◆ **Trecho para leitura**:
______

CASA CIVIL DO GABINETE DO PREFEITO

Acessibilidade

PARECER PROCURADORIA GERAL DO MUNICÍPIO - PGM Nº 11.300 de 24 de Abril de 2008

EMENTA N° 11.300
Licitação Atestado de execução apresentado pela empresa vencedora do certame e cuja falsidade foi descoberta posteriormente, mediante confissão do próprio emitente do mesmo. Hipótese em que caberia a invalidação do certame desde a fase a habilitação, bem como a aplicação de penalidade à empresa contratada, inclusive mais gravosa, em nome do princípio da auto-tutela e da não vedação da reformatio in pejus em processo administrativo não disciplinar. Existência, todavia, de ação judicial proposta pela contratada apenada visando à anulação da penalidade sofrida. Impossibilidade de exercício da autotutela quando a questão seja levada ao Poder Judiciário. Renúncia pelo administrado do Recurso Administrativo proposto. Aplicação analógica do parágrafo único do artigo 38 da lei nº 8.630/80.

Processo nº 2005-0.241.169-0

INTERESSADO: SECRETARIA MUNICIPAL DE COORDENAÇÃO DAS SUBPREFEITURAS - SMSP

ASSUNTO: Possibilidade de anulação dos atos desde a apresentação de atestado falso na fase de habilitação. Limites ao exercício da autotutela.

Informação n° 741/2008 - PGM.AJC

PROCURADORIA GERAL DO MUNICÍPIO

Assessoria Jurídico-Consultiva

Senhora Procuradora Assessora Chefe

Trata o presente de consulta formulada pela Secretaria Municipal das Subprefeituras sobre a possibilidade de aplicação de penalidade mais gravosa à empresa EINEN SERVIÇOS AMBIENTAIS LTDA. na fase recursal ora em trâmite, bem como da viabilidade de anulação de todos os atos posteriores à fase de habilitação da mencionada empresa, tendo em vista a constatação de falsidade do atestado de execução então apresentado pela mesma.

______

◆ **Dados apresentados**:
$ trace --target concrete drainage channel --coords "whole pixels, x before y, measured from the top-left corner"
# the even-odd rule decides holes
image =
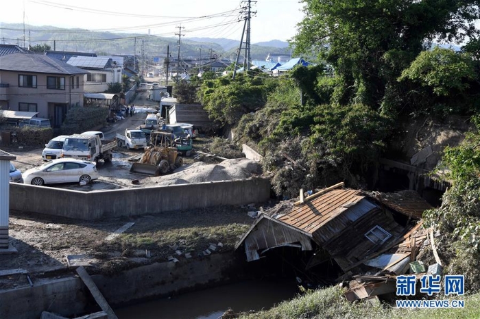
[[[247,275],[243,270],[244,263],[230,252],[211,255],[200,260],[144,266],[112,276],[90,277],[85,275],[88,268],[81,268],[77,270],[80,277],[45,280],[34,283],[32,287],[0,291],[0,318],[38,319],[45,311],[67,317],[93,313],[102,316],[101,311],[108,315],[110,307],[115,309],[245,279]],[[108,301],[107,307],[102,305],[101,298],[99,301],[98,294],[91,290],[88,279],[85,278],[91,278],[99,294]],[[115,318],[111,314],[108,318]]]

______

◆ **Instruções**:
a. Transcreva o parecer sobre o atestado falso entre "EMENTA N° 11.300" e "lei nº 8.630/80.", inclusive.
b. Por favor, escreva a continuação do parecer sobre o atestado falso a partir do ponto em que ele termina.

◆ **Respostas dos exercícios**:
a.
EMENTA N° 11.300
Licitação Atestado de execução apresentado pela empresa vencedora do certame e cuja falsidade foi descoberta posteriormente, mediante confissão do próprio emitente do mesmo. Hipótese em que caberia a invalidação do certame desde a fase a habilitação, bem como a aplicação de penalidade à empresa contratada, inclusive mais gravosa, em nome do princípio da auto-tutela e da não vedação da reformatio in pejus em processo administrativo não disciplinar. Existência, todavia, de ação judicial proposta pela contratada apenada visando à anulação da penalidade sofrida. Impossibilidade de exercício da autotutela quando a questão seja levada ao Poder Judiciário. Renúncia pelo administrado do Recurso Administrativo proposto. Aplicação analógica do parágrafo único do artigo 38 da lei nº 8.630/80.

b.
A questão envolve diversos fatos que devem ser primeiramente narrados a fim de que se compreenda de modo apropriado o atual estágio em que se encontra o caso, para que só então se possa chegar ao deslinde da situação ora em tela.

I - UM BREVE RELATO DOS FATOS

A SMSP publicou no Diário Oficial da Cidade de São Paulo do dia 03 de dezembro de 2005 (pg. 68) o Edital de Licitação (Pregão n° 17 / SMSP / COGEL / 2005), que teve por objeto o "registro de preços para a prestação de serviços de limpeza mecânica de sistema de drenagem, constituído de galerias de águas pluviais, ramais, poços de visita, bocas de lobo, tubos e conexões, com fornecimento de equipamento combinado (hidrojato de alta pressão/sugador de alta potência) e mão de obra especializada, observadas as especificações constantes do anexo III do Edital" (fls. 108 a 150 - vol. 01).

O certame em questão foi do tipo menor preço por agrupamento, e a empresa EINEN SERVIÇOS AMBIENTAIS S/A, cujo nome de fantasia é "HIDROJET S/A", sagrou-se vencedora do agrupamento X - SÉ/NEC" (fls. 1.028 - vol. 04), tendo apresentado na fase habilitatória os documentos exigidos no Edital, comprovando pois, APARENTEMENTE, sua inidoneidade jurídica, financeira e técnica.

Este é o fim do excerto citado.